DATA EXCERPTS:
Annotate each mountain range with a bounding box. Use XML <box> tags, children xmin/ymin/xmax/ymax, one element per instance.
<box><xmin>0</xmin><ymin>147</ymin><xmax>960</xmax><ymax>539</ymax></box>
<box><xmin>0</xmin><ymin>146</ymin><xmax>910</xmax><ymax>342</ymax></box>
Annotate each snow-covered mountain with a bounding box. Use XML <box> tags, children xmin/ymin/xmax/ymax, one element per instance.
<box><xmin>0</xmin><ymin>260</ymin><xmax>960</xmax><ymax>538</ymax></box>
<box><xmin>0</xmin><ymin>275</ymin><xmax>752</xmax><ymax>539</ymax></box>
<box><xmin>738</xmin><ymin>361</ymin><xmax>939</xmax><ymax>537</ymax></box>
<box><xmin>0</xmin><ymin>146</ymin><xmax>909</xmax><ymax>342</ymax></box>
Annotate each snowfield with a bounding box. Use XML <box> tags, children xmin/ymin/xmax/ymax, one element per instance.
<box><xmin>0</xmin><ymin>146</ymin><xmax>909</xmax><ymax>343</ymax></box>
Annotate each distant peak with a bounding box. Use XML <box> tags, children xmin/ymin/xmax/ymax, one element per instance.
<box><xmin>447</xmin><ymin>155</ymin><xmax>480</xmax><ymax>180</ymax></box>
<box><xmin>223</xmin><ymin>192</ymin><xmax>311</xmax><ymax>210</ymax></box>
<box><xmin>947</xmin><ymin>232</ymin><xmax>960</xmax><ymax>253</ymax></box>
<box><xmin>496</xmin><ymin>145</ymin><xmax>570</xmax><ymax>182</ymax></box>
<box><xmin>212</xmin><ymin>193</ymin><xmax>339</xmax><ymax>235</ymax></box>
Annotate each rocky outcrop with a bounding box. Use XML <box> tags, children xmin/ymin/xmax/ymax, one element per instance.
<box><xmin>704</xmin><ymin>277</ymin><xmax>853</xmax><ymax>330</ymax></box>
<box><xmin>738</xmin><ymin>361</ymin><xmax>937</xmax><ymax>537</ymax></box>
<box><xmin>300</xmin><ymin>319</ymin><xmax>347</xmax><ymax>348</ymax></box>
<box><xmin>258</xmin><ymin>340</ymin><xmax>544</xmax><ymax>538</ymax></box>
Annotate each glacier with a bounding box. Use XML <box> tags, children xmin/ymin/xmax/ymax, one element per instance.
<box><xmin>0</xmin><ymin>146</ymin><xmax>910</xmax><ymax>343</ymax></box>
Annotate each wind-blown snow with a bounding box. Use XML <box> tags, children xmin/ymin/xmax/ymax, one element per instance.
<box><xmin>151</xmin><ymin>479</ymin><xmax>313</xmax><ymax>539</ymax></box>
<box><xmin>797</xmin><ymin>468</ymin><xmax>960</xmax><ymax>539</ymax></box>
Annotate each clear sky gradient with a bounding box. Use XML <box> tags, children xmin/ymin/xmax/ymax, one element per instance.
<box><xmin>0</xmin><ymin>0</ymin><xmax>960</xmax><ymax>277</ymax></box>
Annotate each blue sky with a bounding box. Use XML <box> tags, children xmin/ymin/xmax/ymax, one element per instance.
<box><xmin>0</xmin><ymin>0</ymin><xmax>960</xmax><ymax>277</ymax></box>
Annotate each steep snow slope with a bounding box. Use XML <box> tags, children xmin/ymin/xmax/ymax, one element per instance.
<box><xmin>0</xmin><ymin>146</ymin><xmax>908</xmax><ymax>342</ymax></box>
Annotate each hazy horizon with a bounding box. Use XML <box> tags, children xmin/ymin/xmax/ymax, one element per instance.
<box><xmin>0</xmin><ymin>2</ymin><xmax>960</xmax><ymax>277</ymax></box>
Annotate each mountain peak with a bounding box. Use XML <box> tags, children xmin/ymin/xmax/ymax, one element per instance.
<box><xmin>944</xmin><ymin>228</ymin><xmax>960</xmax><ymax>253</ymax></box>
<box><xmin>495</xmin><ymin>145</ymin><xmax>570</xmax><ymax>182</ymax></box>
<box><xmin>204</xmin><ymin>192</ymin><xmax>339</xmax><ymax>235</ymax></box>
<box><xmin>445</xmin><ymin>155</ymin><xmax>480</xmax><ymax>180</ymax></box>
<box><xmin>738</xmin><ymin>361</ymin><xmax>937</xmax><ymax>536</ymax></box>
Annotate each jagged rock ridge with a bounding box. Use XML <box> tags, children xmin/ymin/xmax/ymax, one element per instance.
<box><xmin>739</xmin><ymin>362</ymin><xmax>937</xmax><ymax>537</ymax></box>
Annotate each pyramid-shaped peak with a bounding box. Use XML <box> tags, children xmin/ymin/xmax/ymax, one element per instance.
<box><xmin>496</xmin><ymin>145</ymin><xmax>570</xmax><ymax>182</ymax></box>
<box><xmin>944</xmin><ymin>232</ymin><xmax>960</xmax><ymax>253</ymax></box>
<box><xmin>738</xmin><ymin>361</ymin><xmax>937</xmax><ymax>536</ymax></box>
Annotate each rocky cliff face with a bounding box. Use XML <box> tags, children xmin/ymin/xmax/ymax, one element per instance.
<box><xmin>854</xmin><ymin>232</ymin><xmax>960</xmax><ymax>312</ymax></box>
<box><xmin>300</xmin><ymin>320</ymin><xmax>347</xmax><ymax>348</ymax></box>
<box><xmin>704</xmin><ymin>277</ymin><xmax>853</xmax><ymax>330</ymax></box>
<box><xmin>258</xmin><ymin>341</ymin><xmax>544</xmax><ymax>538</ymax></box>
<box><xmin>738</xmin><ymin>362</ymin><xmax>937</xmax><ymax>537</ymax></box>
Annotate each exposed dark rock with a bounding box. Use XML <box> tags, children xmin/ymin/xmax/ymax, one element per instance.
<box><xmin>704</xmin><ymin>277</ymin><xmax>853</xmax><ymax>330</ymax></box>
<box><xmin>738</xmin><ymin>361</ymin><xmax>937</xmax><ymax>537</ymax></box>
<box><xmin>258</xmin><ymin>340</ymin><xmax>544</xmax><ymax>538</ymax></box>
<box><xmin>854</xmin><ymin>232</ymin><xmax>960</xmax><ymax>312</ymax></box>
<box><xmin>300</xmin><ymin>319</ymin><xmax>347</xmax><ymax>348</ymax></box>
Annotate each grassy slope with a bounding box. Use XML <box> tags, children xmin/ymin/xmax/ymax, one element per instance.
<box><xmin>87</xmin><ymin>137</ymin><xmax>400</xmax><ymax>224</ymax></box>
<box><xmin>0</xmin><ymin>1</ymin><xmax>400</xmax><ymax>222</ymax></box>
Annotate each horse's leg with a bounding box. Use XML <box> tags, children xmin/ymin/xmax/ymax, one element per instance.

PROBLEM REQUIREMENTS: Can you quote the entire listing above word for word, from its first line through its last?

SOLUTION:
Annotate each mountain range with a bounding box. Use XML <box> tags, children xmin/ymin/xmax/ymax, one element per instance.
<box><xmin>0</xmin><ymin>147</ymin><xmax>960</xmax><ymax>539</ymax></box>
<box><xmin>0</xmin><ymin>146</ymin><xmax>910</xmax><ymax>342</ymax></box>
Annotate each snow-covered mountain with a bounding box. Use XML <box> tags, children xmin/ymin/xmax/ymax, one element per instance.
<box><xmin>0</xmin><ymin>260</ymin><xmax>960</xmax><ymax>538</ymax></box>
<box><xmin>0</xmin><ymin>275</ymin><xmax>752</xmax><ymax>539</ymax></box>
<box><xmin>738</xmin><ymin>361</ymin><xmax>939</xmax><ymax>537</ymax></box>
<box><xmin>0</xmin><ymin>146</ymin><xmax>909</xmax><ymax>342</ymax></box>
Annotate each snowfield with a bounding box. Use XML <box> tags, children xmin/ymin/xmax/ymax, one element per instance.
<box><xmin>0</xmin><ymin>146</ymin><xmax>909</xmax><ymax>343</ymax></box>
Annotate each distant peak with a bounding box. Use XML <box> tags, children xmin/ymin/xmax/ymax, one element per instance.
<box><xmin>447</xmin><ymin>155</ymin><xmax>480</xmax><ymax>180</ymax></box>
<box><xmin>223</xmin><ymin>192</ymin><xmax>311</xmax><ymax>210</ymax></box>
<box><xmin>947</xmin><ymin>232</ymin><xmax>960</xmax><ymax>253</ymax></box>
<box><xmin>496</xmin><ymin>145</ymin><xmax>570</xmax><ymax>182</ymax></box>
<box><xmin>212</xmin><ymin>193</ymin><xmax>339</xmax><ymax>235</ymax></box>
Annotate each rocky outcrop with a bounding box. Use XML <box> tags, children xmin/ymin/xmax/ymax, one element per instance.
<box><xmin>704</xmin><ymin>277</ymin><xmax>853</xmax><ymax>330</ymax></box>
<box><xmin>738</xmin><ymin>361</ymin><xmax>937</xmax><ymax>537</ymax></box>
<box><xmin>300</xmin><ymin>319</ymin><xmax>347</xmax><ymax>348</ymax></box>
<box><xmin>258</xmin><ymin>340</ymin><xmax>544</xmax><ymax>538</ymax></box>
Annotate each glacier with a bounding box. Use XML <box> tags, children xmin/ymin/xmax/ymax, one element per instance.
<box><xmin>0</xmin><ymin>146</ymin><xmax>910</xmax><ymax>343</ymax></box>
Annotate each wind-blown snow with a bounding box. Use XML <box> tags, children xmin/ymin/xmax/ymax, one element per instance.
<box><xmin>151</xmin><ymin>479</ymin><xmax>313</xmax><ymax>539</ymax></box>
<box><xmin>797</xmin><ymin>468</ymin><xmax>960</xmax><ymax>539</ymax></box>
Annotate each clear sky gradient with a bounding box. Use XML <box> tags, children xmin/ymin/xmax/ymax, one element per instance.
<box><xmin>0</xmin><ymin>0</ymin><xmax>960</xmax><ymax>277</ymax></box>
Annotate each blue sky with a bounding box. Use XML <box> tags, children xmin/ymin/xmax/ymax, one element per instance.
<box><xmin>0</xmin><ymin>0</ymin><xmax>960</xmax><ymax>277</ymax></box>
Annotate each steep snow slope with a bounding box. Use XML <box> tags, children xmin/ymin/xmax/ymax, one element per instance.
<box><xmin>0</xmin><ymin>146</ymin><xmax>908</xmax><ymax>342</ymax></box>
Annotate each hazy horizon with a bounding box. Use XML <box> tags, children xmin/ymin/xmax/ymax, one element per instance.
<box><xmin>0</xmin><ymin>2</ymin><xmax>960</xmax><ymax>277</ymax></box>
Annotate each mountain peak with a bounding box. Use XML <box> tags, children xmin/ymin/xmax/ymax, one element per instance.
<box><xmin>944</xmin><ymin>228</ymin><xmax>960</xmax><ymax>253</ymax></box>
<box><xmin>495</xmin><ymin>145</ymin><xmax>570</xmax><ymax>182</ymax></box>
<box><xmin>204</xmin><ymin>192</ymin><xmax>339</xmax><ymax>235</ymax></box>
<box><xmin>445</xmin><ymin>155</ymin><xmax>480</xmax><ymax>180</ymax></box>
<box><xmin>738</xmin><ymin>361</ymin><xmax>937</xmax><ymax>536</ymax></box>
Annotate each jagged rock ridge with a bounding box. Use XML <box> tags, children xmin/ymin/xmax/ymax, one element per instance.
<box><xmin>739</xmin><ymin>362</ymin><xmax>937</xmax><ymax>537</ymax></box>
Annotate each pyramid-shaped peak with a bounding box. Use XML <box> tags, children xmin/ymin/xmax/ymax, one element per instance.
<box><xmin>496</xmin><ymin>145</ymin><xmax>570</xmax><ymax>182</ymax></box>
<box><xmin>944</xmin><ymin>232</ymin><xmax>960</xmax><ymax>253</ymax></box>
<box><xmin>738</xmin><ymin>361</ymin><xmax>937</xmax><ymax>536</ymax></box>
Annotate each rocky cliff face with a bounding box. Use XML <box> tags, children xmin/ymin/xmax/ymax, one element per instance.
<box><xmin>854</xmin><ymin>232</ymin><xmax>960</xmax><ymax>312</ymax></box>
<box><xmin>300</xmin><ymin>320</ymin><xmax>347</xmax><ymax>348</ymax></box>
<box><xmin>704</xmin><ymin>277</ymin><xmax>853</xmax><ymax>330</ymax></box>
<box><xmin>258</xmin><ymin>341</ymin><xmax>544</xmax><ymax>538</ymax></box>
<box><xmin>738</xmin><ymin>362</ymin><xmax>937</xmax><ymax>537</ymax></box>
Annotate each exposed dark rock with a bounding box. Use XML <box> tags, children xmin/ymin/xmax/ymax, one element per instance.
<box><xmin>704</xmin><ymin>277</ymin><xmax>853</xmax><ymax>330</ymax></box>
<box><xmin>738</xmin><ymin>361</ymin><xmax>937</xmax><ymax>537</ymax></box>
<box><xmin>258</xmin><ymin>340</ymin><xmax>544</xmax><ymax>538</ymax></box>
<box><xmin>854</xmin><ymin>232</ymin><xmax>960</xmax><ymax>312</ymax></box>
<box><xmin>300</xmin><ymin>319</ymin><xmax>347</xmax><ymax>348</ymax></box>
Annotate each grassy slope with a bounding box. Use XML <box> tags, children xmin/ymin/xmax/ymax, one element per instance.
<box><xmin>87</xmin><ymin>137</ymin><xmax>400</xmax><ymax>224</ymax></box>
<box><xmin>0</xmin><ymin>1</ymin><xmax>400</xmax><ymax>222</ymax></box>
Annotate each horse's leg with a bounding box. Use XML <box> tags, children xmin/ymin/xmax/ymax, one element per instance.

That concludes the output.